SOURCE TEXT:
■ ■ ■ ■ ■
Porphyromonas gingivalis is a well-established oral pathogen that produces substantial quantities of cysteine proteinase activity. These enzymes are essential for the growth and survival of P. gingivalis by providing a source of nutrients, interrupting host- defense mechanisms, and participating in the penetration and destruction of host connective tissue. The cysteine proteinases with specificity for arginine and lysine-containing peptide bonds (gingipain R and gingipain K, respectively) have the potential to contribute directly to the inflammatory disease process through direct complement activation, C5a generation, and bradykinin release. We have demonstrated that the generation of a systemic immune response to gingipain R1 or a peptide derived from the N- terminus of the catalytic domain is effective in limiting both colonization and invasion of P. gingivalis in the mouse chamber model. In this study, we will examine the ability of peptides derived from gingipain R1 to generate a protective response in the mouse periodontitis model and we will evaluate the feasibility of using avirulent Salmonella typhimurium strains expressing these peptides to stimulate mucosal and systemic immune responses and to protect against periodontal destruction in this model.
In Aim 1, we will examine the immunogenic potential of peptides derived from the catalytic and adhesin domains of gingipain R1 in the mouse periodontitis model.
In Aim 2, we will examine the systemic and mucosal immune responses in mice orally immunized with avirulent S. typhimurium expressing gingipain R1 derived peptides fused to protein carriers. Responses obtained following oral immunization will be compared to responses obtained in mice immunized systemically with S. typhimurium expressing the same gingipain R1 derived peptide fusions.
In Aim 3, we will examine the protection against P. gingivalis infection in the mouse periodontitis model following immunization with S. typhimurium expressing gingipain RI derived peptide fusions. The results of these studies will enable us to demonstrate the feasibility of using attenuated Salmonella strains as carriers of gingipain R1 derived peptide fusions for subsequent evaluation of the role of the systemic and mucosal immune response against P. gingivalis induced periodontal destruction.
■ ■ ■ ■ ■
EXTRACTED DATA:

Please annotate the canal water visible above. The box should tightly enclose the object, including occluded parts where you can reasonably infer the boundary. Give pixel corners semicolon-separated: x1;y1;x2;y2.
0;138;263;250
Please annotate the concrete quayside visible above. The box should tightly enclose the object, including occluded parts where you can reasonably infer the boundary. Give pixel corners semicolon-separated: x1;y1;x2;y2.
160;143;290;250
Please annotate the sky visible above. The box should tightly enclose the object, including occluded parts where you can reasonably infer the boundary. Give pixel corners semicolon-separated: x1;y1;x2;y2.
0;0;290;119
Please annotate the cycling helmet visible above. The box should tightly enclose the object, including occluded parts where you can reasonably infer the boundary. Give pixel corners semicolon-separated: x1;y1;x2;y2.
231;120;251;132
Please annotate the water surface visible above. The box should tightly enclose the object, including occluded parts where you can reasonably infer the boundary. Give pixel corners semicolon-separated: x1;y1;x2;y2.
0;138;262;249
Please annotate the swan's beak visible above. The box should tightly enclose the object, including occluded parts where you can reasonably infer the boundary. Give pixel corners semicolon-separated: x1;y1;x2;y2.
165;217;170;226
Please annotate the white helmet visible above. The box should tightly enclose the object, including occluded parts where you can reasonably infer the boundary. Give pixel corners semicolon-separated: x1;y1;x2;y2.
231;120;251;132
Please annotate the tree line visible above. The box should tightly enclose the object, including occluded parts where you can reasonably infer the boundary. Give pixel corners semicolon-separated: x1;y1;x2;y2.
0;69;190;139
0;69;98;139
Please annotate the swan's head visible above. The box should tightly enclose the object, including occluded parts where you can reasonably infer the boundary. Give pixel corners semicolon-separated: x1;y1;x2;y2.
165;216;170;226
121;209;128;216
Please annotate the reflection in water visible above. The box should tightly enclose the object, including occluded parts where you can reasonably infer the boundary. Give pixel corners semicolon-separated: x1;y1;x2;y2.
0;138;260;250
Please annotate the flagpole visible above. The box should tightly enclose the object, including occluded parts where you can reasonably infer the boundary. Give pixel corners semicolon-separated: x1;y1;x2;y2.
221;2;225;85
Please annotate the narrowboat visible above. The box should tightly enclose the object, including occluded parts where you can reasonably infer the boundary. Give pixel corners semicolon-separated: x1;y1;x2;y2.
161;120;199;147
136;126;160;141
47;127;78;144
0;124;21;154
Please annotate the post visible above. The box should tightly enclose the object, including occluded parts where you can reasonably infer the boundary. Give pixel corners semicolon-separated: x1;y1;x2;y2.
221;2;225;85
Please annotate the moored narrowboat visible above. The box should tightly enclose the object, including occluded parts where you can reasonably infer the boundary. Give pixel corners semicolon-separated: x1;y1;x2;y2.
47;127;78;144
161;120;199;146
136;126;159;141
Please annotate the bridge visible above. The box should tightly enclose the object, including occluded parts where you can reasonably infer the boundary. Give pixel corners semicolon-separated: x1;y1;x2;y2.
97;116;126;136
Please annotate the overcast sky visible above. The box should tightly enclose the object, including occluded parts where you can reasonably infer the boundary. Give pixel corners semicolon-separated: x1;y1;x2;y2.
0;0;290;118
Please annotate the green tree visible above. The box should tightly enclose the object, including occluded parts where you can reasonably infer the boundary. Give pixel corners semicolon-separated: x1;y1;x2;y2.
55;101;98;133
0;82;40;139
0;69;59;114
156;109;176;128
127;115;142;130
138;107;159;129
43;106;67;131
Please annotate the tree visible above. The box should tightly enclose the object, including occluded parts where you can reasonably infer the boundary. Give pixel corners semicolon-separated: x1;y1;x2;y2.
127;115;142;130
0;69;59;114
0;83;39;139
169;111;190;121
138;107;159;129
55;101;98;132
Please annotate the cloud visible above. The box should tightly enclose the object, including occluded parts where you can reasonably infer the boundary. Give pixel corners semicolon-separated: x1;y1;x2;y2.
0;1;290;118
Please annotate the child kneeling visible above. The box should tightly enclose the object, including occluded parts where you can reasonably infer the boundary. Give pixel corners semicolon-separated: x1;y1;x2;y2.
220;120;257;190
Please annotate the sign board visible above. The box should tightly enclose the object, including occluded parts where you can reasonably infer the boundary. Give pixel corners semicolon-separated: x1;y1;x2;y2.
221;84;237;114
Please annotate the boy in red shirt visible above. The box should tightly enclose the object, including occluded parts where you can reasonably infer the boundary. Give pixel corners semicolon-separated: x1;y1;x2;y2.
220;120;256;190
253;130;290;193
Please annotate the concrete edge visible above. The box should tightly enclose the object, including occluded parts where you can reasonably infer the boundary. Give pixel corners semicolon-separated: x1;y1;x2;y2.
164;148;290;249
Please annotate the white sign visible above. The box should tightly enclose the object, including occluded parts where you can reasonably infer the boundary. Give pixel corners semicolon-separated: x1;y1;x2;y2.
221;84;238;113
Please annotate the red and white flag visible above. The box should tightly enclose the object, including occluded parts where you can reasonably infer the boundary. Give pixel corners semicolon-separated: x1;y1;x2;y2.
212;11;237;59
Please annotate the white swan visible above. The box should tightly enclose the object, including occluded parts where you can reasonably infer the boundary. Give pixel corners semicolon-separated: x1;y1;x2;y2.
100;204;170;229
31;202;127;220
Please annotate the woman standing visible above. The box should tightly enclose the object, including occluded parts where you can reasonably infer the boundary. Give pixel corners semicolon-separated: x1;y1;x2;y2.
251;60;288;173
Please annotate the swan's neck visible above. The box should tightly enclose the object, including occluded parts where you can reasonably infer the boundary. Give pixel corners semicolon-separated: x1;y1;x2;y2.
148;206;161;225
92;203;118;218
■ ■ ■ ■ ■
EXERCISE 1: Output everything from "In Aim 3, we" down to "induced periodontal destruction." in the gingipain abstract above.
EXERCISE 2:
Answer these questions using the gingipain abstract above:
(a) In which mouse model did a systemic immune response to gingipain R1 limit colonization and invasion of P. gingivalis?
(b) From which domains of gingipain R1 are the peptides in Aim 1 derived?
(c) In Aim 2, the responses after oral immunization will be compared to responses in which mice?

PROBLEM SOLUTION 1:
In Aim 3, we will examine the protection against P. gingivalis infection in the mouse periodontitis model following immunization with S. typhimurium expressing gingipain RI derived peptide fusions. The results of these studies will enable us to demonstrate the feasibility of using attenuated Salmonella strains as carriers of gingipain R1 derived peptide fusions for subsequent evaluation of the role of the systemic and mucosal immune response against P. gingivalis induced periodontal destruction.

PROBLEM SOLUTION 2:
(a) The mouse chamber model.
(b) The catalytic and adhesin domains.
(c) Mice immunized systemically with S. typhimurium expressing the same gingipain R1 derived peptide fusions.